Instruction:
Retype the records below word for word, starting with the line that contains "Exercise. Mark the blue" and going on through the line that contains "pixel 88 278", and include nothing else.

(Items listed in a dataset)
## begin

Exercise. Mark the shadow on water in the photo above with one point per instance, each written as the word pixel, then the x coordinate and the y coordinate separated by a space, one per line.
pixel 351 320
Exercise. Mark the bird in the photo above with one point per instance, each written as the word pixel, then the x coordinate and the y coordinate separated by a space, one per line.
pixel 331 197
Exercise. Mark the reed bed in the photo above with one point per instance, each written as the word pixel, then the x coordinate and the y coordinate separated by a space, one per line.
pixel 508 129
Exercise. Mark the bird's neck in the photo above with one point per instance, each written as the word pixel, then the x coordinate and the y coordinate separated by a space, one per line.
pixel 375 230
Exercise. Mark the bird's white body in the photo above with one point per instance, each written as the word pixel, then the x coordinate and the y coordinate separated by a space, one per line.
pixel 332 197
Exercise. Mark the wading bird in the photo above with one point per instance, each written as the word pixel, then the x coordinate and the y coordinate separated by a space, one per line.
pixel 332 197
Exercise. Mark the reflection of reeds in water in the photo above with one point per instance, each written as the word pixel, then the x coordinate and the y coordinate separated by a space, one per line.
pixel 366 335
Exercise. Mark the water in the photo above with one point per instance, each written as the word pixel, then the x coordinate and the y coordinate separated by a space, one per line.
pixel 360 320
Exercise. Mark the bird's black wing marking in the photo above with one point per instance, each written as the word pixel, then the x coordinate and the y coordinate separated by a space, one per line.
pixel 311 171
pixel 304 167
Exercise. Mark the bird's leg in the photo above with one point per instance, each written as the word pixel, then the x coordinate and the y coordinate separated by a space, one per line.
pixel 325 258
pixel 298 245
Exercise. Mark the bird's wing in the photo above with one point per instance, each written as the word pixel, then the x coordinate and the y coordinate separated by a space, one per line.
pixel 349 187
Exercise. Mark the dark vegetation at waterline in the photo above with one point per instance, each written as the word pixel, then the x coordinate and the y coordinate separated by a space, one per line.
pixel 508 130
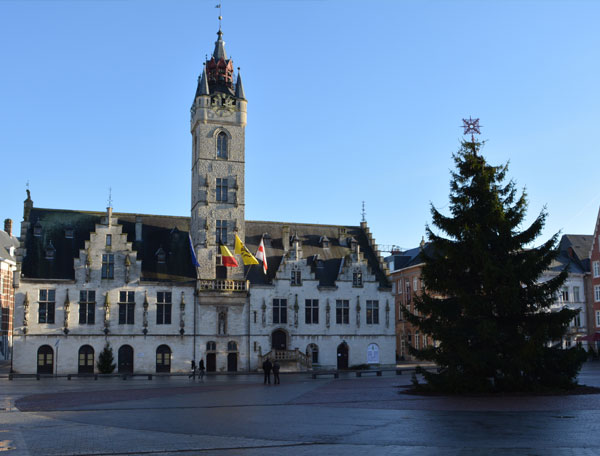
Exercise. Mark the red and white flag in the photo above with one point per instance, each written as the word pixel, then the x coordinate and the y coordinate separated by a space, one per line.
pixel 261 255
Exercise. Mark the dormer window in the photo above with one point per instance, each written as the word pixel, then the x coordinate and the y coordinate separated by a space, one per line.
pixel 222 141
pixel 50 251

## end
## begin

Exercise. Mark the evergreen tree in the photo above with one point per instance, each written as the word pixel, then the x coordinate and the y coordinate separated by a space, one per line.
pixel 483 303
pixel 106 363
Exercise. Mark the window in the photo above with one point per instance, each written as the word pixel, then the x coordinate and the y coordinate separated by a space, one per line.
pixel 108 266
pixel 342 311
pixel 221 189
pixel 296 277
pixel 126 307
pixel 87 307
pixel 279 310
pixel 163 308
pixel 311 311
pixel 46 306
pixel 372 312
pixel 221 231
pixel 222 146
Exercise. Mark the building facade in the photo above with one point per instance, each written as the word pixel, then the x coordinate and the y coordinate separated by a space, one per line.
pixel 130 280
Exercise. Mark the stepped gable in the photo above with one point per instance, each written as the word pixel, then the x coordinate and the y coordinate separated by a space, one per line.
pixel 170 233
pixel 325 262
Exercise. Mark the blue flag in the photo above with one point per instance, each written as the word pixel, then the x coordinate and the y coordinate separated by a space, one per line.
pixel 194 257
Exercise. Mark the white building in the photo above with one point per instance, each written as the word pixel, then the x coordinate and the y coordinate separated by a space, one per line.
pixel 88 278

## end

Solution to this task:
Exercise. Mark the blue flag in the photo above with one point per instance, each written as the word pixel, then the x coordinate and the y coordinate separated by a space, one per line.
pixel 194 257
Exercise. Mark the white building in the photo above with one point per instance, each written as the word pixel, then the x coordinate and the y coordinate separated by a space, one per line.
pixel 88 278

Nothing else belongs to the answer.